%%

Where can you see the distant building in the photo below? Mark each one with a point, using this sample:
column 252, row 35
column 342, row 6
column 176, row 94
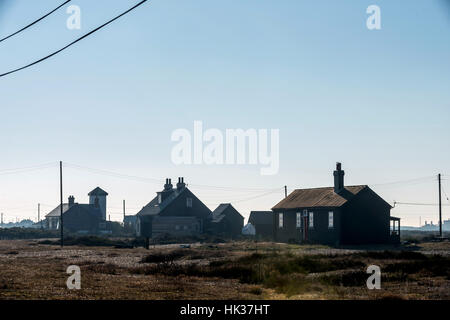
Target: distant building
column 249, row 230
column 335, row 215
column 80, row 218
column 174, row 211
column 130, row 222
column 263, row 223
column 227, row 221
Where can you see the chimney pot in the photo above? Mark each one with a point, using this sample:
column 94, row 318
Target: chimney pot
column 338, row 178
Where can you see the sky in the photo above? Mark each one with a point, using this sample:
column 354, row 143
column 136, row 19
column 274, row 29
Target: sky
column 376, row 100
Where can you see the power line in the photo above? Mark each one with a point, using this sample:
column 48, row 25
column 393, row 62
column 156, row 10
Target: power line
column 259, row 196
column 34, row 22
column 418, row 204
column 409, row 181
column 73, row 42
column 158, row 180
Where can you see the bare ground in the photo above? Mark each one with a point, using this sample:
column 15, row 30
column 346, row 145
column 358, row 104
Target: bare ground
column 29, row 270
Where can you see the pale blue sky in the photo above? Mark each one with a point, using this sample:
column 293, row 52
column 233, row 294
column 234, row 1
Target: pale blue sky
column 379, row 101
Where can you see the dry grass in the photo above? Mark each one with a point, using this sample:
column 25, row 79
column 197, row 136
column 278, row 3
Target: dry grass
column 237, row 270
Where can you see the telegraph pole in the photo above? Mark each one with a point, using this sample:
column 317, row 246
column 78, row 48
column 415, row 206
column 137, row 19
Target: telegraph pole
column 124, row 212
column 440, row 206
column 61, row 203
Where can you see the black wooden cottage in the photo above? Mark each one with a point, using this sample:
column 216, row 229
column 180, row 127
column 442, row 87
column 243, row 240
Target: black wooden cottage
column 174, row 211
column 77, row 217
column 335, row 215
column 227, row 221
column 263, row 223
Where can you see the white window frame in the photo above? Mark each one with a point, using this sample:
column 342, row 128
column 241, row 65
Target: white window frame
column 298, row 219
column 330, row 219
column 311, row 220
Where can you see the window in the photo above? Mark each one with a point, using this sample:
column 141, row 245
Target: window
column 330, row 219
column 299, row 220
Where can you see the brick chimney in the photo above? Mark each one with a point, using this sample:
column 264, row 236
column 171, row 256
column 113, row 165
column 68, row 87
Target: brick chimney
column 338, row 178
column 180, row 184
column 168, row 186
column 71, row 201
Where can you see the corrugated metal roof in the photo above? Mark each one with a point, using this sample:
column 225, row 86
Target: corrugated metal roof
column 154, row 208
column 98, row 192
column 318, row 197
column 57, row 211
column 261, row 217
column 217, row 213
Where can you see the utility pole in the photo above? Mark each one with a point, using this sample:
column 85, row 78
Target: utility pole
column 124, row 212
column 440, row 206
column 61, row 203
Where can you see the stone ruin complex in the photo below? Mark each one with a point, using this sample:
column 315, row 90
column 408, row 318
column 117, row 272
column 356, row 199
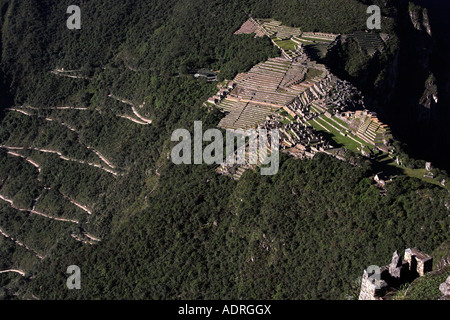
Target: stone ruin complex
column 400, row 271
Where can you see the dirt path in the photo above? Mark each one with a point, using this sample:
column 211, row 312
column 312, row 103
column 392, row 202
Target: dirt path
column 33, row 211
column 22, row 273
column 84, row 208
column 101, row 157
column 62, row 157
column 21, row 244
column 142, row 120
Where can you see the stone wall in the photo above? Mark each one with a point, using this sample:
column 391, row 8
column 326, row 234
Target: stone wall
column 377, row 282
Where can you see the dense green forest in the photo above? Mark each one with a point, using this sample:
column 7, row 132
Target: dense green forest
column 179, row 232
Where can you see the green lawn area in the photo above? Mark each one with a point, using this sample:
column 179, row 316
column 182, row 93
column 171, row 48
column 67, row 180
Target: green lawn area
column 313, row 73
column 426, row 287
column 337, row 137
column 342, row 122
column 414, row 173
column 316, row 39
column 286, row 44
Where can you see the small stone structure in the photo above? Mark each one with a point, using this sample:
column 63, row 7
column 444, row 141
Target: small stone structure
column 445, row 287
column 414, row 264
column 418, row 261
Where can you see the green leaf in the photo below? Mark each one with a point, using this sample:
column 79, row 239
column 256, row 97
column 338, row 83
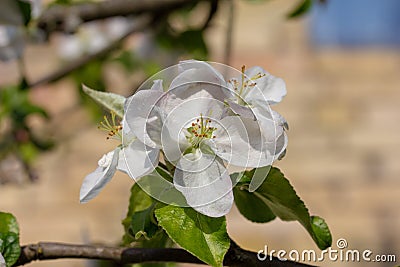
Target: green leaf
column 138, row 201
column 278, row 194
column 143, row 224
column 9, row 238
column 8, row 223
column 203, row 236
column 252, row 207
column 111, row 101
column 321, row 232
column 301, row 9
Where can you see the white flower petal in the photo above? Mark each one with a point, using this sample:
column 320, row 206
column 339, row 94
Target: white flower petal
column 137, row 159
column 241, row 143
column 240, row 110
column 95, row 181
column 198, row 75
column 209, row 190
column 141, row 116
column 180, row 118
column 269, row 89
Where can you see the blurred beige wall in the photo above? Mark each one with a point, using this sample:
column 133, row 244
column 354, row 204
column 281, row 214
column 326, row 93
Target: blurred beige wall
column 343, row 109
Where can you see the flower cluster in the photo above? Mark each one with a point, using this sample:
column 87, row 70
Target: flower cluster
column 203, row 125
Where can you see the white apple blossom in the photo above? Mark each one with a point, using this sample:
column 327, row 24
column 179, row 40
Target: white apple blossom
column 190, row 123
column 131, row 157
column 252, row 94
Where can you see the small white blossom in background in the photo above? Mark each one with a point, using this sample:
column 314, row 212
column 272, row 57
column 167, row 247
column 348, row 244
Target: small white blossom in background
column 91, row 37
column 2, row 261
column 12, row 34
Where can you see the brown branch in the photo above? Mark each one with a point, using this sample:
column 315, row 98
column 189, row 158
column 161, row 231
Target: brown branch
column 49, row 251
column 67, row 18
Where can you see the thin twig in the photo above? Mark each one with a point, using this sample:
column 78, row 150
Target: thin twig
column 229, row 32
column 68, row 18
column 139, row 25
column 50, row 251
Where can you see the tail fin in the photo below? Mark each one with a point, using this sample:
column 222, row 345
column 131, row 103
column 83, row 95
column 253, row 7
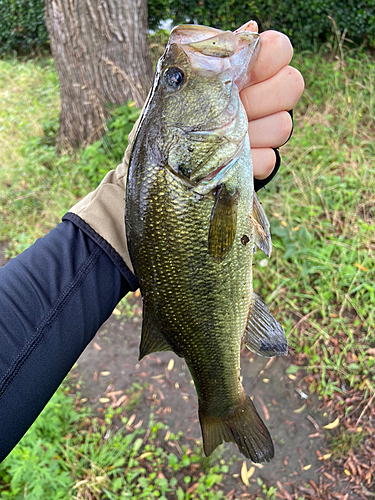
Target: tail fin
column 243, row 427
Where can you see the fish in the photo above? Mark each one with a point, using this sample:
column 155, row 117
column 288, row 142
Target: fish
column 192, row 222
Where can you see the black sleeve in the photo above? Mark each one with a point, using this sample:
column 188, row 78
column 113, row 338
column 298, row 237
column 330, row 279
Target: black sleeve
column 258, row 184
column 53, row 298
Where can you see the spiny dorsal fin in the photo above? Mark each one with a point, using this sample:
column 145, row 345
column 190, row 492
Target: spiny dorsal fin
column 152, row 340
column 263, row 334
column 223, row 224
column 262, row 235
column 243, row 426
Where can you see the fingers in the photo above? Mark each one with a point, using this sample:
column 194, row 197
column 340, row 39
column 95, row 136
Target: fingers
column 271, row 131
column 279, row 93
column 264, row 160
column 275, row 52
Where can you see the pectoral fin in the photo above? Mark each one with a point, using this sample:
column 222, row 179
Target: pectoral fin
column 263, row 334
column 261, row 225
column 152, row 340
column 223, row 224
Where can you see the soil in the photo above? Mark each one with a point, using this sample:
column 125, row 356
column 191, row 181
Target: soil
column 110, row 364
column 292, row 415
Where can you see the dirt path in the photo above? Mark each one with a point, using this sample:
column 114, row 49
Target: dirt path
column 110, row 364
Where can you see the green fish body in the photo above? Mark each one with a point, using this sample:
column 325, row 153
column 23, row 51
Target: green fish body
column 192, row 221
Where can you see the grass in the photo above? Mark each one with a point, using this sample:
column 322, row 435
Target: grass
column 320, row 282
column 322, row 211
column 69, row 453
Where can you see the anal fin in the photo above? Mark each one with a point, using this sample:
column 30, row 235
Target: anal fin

%%

WHAT THIS TASK INVOLVES: Reproduce the listing above with every "sample" replaced by "format" and nothing else changed. Omit the pictures.

RESULT FOR THIS TASK:
Where can you see the distant building in the photo below? Mark each one with a point, using this format:
column 252, row 35
column 342, row 6
column 176, row 94
Target: distant building
column 249, row 230
column 335, row 215
column 80, row 218
column 174, row 211
column 130, row 222
column 263, row 223
column 227, row 221
Where can you see the chimney pot in the photo above? Mark each one with a point, using this format:
column 94, row 318
Target: chimney pot
column 338, row 178
Where can you see the sky in the photo above? Mark each one with a point, using this format:
column 354, row 143
column 136, row 19
column 274, row 29
Target: sky
column 376, row 100
Where can you see the power line in the photo above? Mark each one with a point, using this format:
column 48, row 25
column 393, row 62
column 156, row 10
Target: power line
column 259, row 196
column 34, row 22
column 418, row 204
column 409, row 181
column 73, row 42
column 158, row 180
Where can you see the bare ground in the photo above? Mark each one with a point, using this format:
column 15, row 30
column 346, row 145
column 358, row 104
Target: bare ground
column 29, row 270
Where can you see the pale blue sky in the photo above? Mark each one with a point, using this format:
column 293, row 52
column 233, row 294
column 234, row 1
Target: pale blue sky
column 379, row 101
Where can you see the dry grass in the photo above? Mark each one with a point, using this format:
column 25, row 79
column 197, row 136
column 278, row 3
Target: dry grass
column 237, row 270
Where can you see the telegraph pole in the photo above? Mark each one with a point, using this format:
column 317, row 246
column 78, row 48
column 415, row 206
column 137, row 19
Target: telegraph pole
column 124, row 212
column 440, row 206
column 61, row 203
Where can you see the black wooden cottage in the photo above? Mark each one with a point, using this format:
column 216, row 229
column 180, row 127
column 442, row 87
column 243, row 240
Target: black wooden cottage
column 174, row 211
column 77, row 217
column 335, row 215
column 227, row 221
column 263, row 223
Where can you see the white window frame in the photo above? Mark each one with a point, using this format:
column 342, row 128
column 241, row 65
Target: white window frame
column 298, row 219
column 330, row 219
column 311, row 220
Where can you see the window in the photo above? Mark each one with a point, using this format:
column 141, row 245
Target: window
column 330, row 219
column 299, row 220
Where can you see the brick chimney in the photo above? Mark each one with a point, using this format:
column 264, row 236
column 171, row 256
column 113, row 165
column 68, row 87
Target: brick chimney
column 338, row 178
column 180, row 184
column 168, row 186
column 71, row 201
Where can you see the corrugated metal roof in the photo above? Mark each one with a point, using this format:
column 225, row 86
Target: corrugated metal roof
column 154, row 208
column 98, row 192
column 318, row 197
column 57, row 211
column 261, row 217
column 217, row 213
Where can you see the utility pole in the photo above? Mark each one with a point, using this format:
column 85, row 78
Target: utility pole
column 124, row 212
column 440, row 206
column 61, row 203
Where can you see the stone ruin complex in the photo below? Mark each one with a point, using this format:
column 315, row 90
column 408, row 318
column 117, row 272
column 356, row 199
Target: stone ruin complex
column 400, row 271
Where can you see the dirt path in the photo above? Mark each one with a point, using this format:
column 211, row 312
column 312, row 103
column 392, row 202
Target: dirt path
column 33, row 211
column 22, row 273
column 84, row 208
column 101, row 157
column 62, row 157
column 21, row 244
column 142, row 120
Where can you see the stone wall in the photo above? Mark each one with a point, using this format:
column 391, row 8
column 326, row 234
Target: stone wall
column 377, row 282
Where can you see the dense green forest in the photo above? Mark each one with a point, using this format:
column 7, row 132
Target: dense green forest
column 179, row 232
Where can you see the green lawn area in the photo above? Mark each one with a point, using this format:
column 179, row 316
column 182, row 93
column 171, row 48
column 67, row 180
Target: green lawn area
column 313, row 73
column 426, row 287
column 337, row 137
column 342, row 122
column 414, row 173
column 316, row 39
column 286, row 44
Where can you see the small stone structure in the photo above? Mark each one with a point, using this format:
column 63, row 7
column 444, row 141
Target: small stone structure
column 445, row 287
column 414, row 264
column 418, row 261
Where can you see the green leaf in the photo below? Mark each one with a point, using this format:
column 79, row 239
column 256, row 97
column 338, row 83
Target: green leaf
column 138, row 201
column 278, row 194
column 143, row 224
column 9, row 238
column 8, row 223
column 203, row 236
column 252, row 207
column 111, row 101
column 321, row 232
column 301, row 9
Where can you see the white flower petal in the photo above? Mark each one with a point, using this format:
column 320, row 206
column 339, row 94
Target: white flower petal
column 137, row 159
column 241, row 143
column 240, row 110
column 95, row 181
column 198, row 75
column 209, row 190
column 141, row 116
column 180, row 118
column 269, row 89
Where can you see the blurred beige wall in the photo above? Mark each one with a point, using this format:
column 133, row 244
column 354, row 204
column 281, row 214
column 326, row 93
Target: blurred beige wall
column 343, row 109
Where can you see the flower cluster in the photo above? Mark each one with a point, using this format:
column 87, row 70
Target: flower cluster
column 203, row 125
Where can you see the white apple blossom in the photo above? Mark each one with a point, using this format:
column 327, row 24
column 179, row 40
Target: white apple blossom
column 190, row 123
column 131, row 157
column 252, row 94
Where can you see the small white blossom in background in the photo above? Mark each one with a point, using this format:
column 314, row 212
column 272, row 57
column 167, row 247
column 348, row 244
Target: small white blossom in background
column 91, row 37
column 2, row 261
column 12, row 34
Where can you see the brown branch in the photo above? Mark each one with a point, using this format:
column 315, row 98
column 189, row 158
column 161, row 231
Target: brown branch
column 49, row 251
column 67, row 18
Where can you see the thin twig in the photo above? Mark each one with a point, using this format:
column 78, row 150
Target: thin twig
column 229, row 32
column 68, row 18
column 139, row 25
column 50, row 251
Where can you see the tail fin in the photo below? Mark each one with a point, using this format:
column 222, row 345
column 131, row 103
column 83, row 95
column 253, row 7
Target: tail fin
column 243, row 427
Where can you see the fish in the photo above? Mark each one with a point, using this format:
column 155, row 117
column 288, row 142
Target: fish
column 192, row 222
Where can you see the black sleeve in the photo above? Mark each one with a point, using this format:
column 188, row 78
column 113, row 338
column 298, row 237
column 330, row 279
Target: black sleeve
column 258, row 184
column 53, row 298
Where can you see the spiny dorsal fin in the photo above? Mark each one with a point, using this format:
column 145, row 345
column 190, row 492
Target: spiny dorsal fin
column 152, row 340
column 263, row 334
column 223, row 224
column 262, row 235
column 243, row 426
Where can you see the fingers in the photo above? Mark each one with a point, using this format:
column 194, row 197
column 340, row 39
column 95, row 136
Target: fingers
column 271, row 131
column 279, row 93
column 264, row 160
column 275, row 52
Where can you see the pectoral fin in the photo above? Mark each one with a point, using this format:
column 222, row 179
Target: pectoral fin
column 263, row 334
column 261, row 225
column 152, row 340
column 223, row 224
Where can you see the soil in the photo above? Mark each one with a point, using this format:
column 125, row 356
column 191, row 181
Target: soil
column 110, row 364
column 292, row 415
Where can you see the dirt path in the photo above? Mark each one with a point, using this format:
column 114, row 49
Target: dirt path
column 110, row 364
Where can you see the green fish body in the photo above? Mark each one with a point, using this format:
column 325, row 153
column 23, row 51
Target: green fish body
column 192, row 221
Where can you see the grass in the photo above? Mark each one with a point, using this format:
column 322, row 435
Target: grass
column 320, row 282
column 322, row 211
column 69, row 453
Where can you see the anal fin in the photo above? Mark each one with a point, using this format:
column 30, row 235
Target: anal fin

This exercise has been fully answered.